* _TASK LIST_:
a - Return the passage on Freemasonry between "In the body" and "at the time.", inclusive, copying it word for word.
b - Take the passage on Freemasonry further, writing on from the point where it stops.

* _QUOTED PASSAGE_:
Could this then be the secret as to what has kept freemasonry a strong and successful fraternal organisation through the centuries? Those same criticisms that began three centuries ago continue today in almost identical form and wording but have never been backed by fact.

(*13)Their arguments and criticism fail to mention that Freemasonry supports religion and there is nothing in a Freemason s obligations that can be considered to cause conflict with public duty. It is, however, always sensational articles and books claiming to reveal all the secrets of the Freemasons.

The fascination to me is that these authors are unaware of the fact that they are mimicking (*14)Samuel Prichard, who in 1730, more than 250 years ago, had made exactly the same claim about revealing the secrets of the Freemasons, in his book Masonry Dissected. Prichard claimed to belong to a recently constituted Lodge though there is no evidence that he ever was a freemason. The only common denominator between Prichard and the modern authors of anti-masonic literature is the reason for their respective publications: monetary gain.

BLESSING IN DISGUISE
In Prichard s case, however, his exposure - as these publications disclosing Masonic ritual came to be known - is a blessing in disguise for the student of freemasonry today. The only available contemporary Grand Lodge information is to be found in (*15) Anderson s Constitutions of the Free-Masons published in 1723. As a source of historical information, it is considered to be quite unreliable. The (*16)frontispiece, however, is possibly the only totally reliable information in the entire publication.
It depicts the Constitutions being passed by the Duke of Montagu to the new Grand Master the Duke of Wharton. They are surrounded by identified freemasons of prominence in the premier Grand Lodge of England. We also have an insight to the costumes and aprons of the period.

In the body of the Constitutions there is certainly no information about ritual. It is here that Prichard s Masonry Dissected serves a useful purpose to the historian. It gives us a detailed account of the ceremonies practised in England in the 1730s.

Masonry Dissected was an exceptionally successful book. It went into three editions in eleven days, which is quite remarkable, considering that this was a period when much of the populace was illiterate and Freemasonry only one of numerous fraternal organisations.

Why the success of this particular book?
The inevitable conclusion is that Freemasons themselves purchased the exposure because it gave them an opportunity to better learn their ritual for which there was no other written source available at the time.

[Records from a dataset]
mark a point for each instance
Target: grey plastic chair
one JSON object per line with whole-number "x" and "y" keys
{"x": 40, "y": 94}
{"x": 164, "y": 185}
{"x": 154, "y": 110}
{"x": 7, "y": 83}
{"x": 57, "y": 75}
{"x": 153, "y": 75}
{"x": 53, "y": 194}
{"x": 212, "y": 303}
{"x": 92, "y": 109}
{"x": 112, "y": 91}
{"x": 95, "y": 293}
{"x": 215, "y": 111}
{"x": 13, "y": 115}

* _THE RESPONSES_:
a -
In the body of the Constitutions there is certainly no information about ritual. It is here that Prichard s Masonry Dissected serves a useful purpose to the historian. It gives us a detailed account of the ceremonies practised in England in the 1730s.

Masonry Dissected was an exceptionally successful book. It went into three editions in eleven days, which is quite remarkable, considering that this was a period when much of the populace was illiterate and Freemasonry only one of numerous fraternal organisations.

Why the success of this particular book?
The inevitable conclusion is that Freemasons themselves purchased the exposure because it gave them an opportunity to better learn their ritual for which there was no other written source available at the time.

b -
The irony of this situation is that there is probably equal truth with regard to the recent publications by those attacking freemasonry. The limited success of their books can be attributable to Freemasons purchasing volumes for their libraries whilst the public in general remains oblivious or even bored by the subject!

EUROPE
Prichard's success coincided with the spread of freemasonry into Europe where many similar exposures soon began to appear. In Italy in 17?? the exposure (17*)'I secreti dei Franchi Muratori' was intended to allow non-masons access to masonic lodges by telling them the secret words and signs by which they would be admitted. The illustrations in the book show the (18*)'Preparazione al ricevimento di un novizio and the text details the procedure in (19*)Articulo III showing (20*)Lo Strano Apparato della Loggia another illustration gives us an insight to (21*)La Loggia e Il Maestro.

In France we have more fascinating illustrations(*22), often derogatory, as in the case of the exposure first published in 1745 entitled Les Francs-Macons Ecrases (The Freemason crashed) by the Abbe Larudan. The Master of the Lodge in the foreground is seen in a state of disarray whilst the building, symbolic of freemasonry, is collapsing and masons are falling to the ground. In the background, a group of lay onlookers are cheering and clapping.
The first illustration we have of a Lodge in session was published in Germany (*23)just three years earlier, in 1742. The 8 illustrations are known as the Gabanon prints, because they are dedicated to Louis Travenol, the author of another French exposure entitled Le Catechisme des Francs-Macons and whose pseudonym was Leonard Gabanon.
Whilst the (*24)first seven plates are all illustrative of Masonic ceremony, the last (*25)is intended to be offensive, depicting masons of the French aristocracy as animals.

The greatest fascination that outsiders have with freemasonry seems to be connected to our initiation ceremony. Because we state that we treat our ceremonies as private, there have been many extraordinary insinuations as to how a mason is initiated. In 1721 the anonymous Hudibrastic Poem was published with clever though highly offensive insinuations of the activities of freemasons. This led in the 1760s (*26) to some satirical illustrations depicting candidates being branded with the letters FM on their posterior. Such caricatures continued well into the 19th century (*27).

SATIRE & FUN
Not all of the satirical depiction of freemasons show them in a negative light. The most famous engraver of the eighteenth century, William Hogarth, himself a freemason, depicted (*28) in a print published in 1738 the Master of his Lodge, drunk after an obviously successful meeting, being escorted home by the tyler. The print is entitled Night and is one of a series of four known as The Times Of Day. They are a wonderful reflection of freemasonry of the period. The Master has been identified as Thomas de Veil, a local magistrate, known not to be in total amity with Hogarth. That is why the content of the chamber pot is being poured onto his head. Lawson Wood also drew a series of masons in his well known (*29) Gran pop series.

We now come to the cross-roads in English Masonic History - which appears such a coincidental precedent to the history that is in the making here in Italy now, this very decade. Laurence Dermott, (*30) has been described as the most extraordinary Masonic personality of any generation. Under his auspices a competing Grand Lodge was formed in England in 1751 styling itself as the Antients. It successfully dubbed the Premier and older Grand Lodge as the Moderns. The competition between the two was fierce and continued for over half a century.
It was only by the grace of (*31)the Duke of Sussex that a union between the two rivals was finally achieved in 1813. That is why today we are known as the United Grand Lodge of England.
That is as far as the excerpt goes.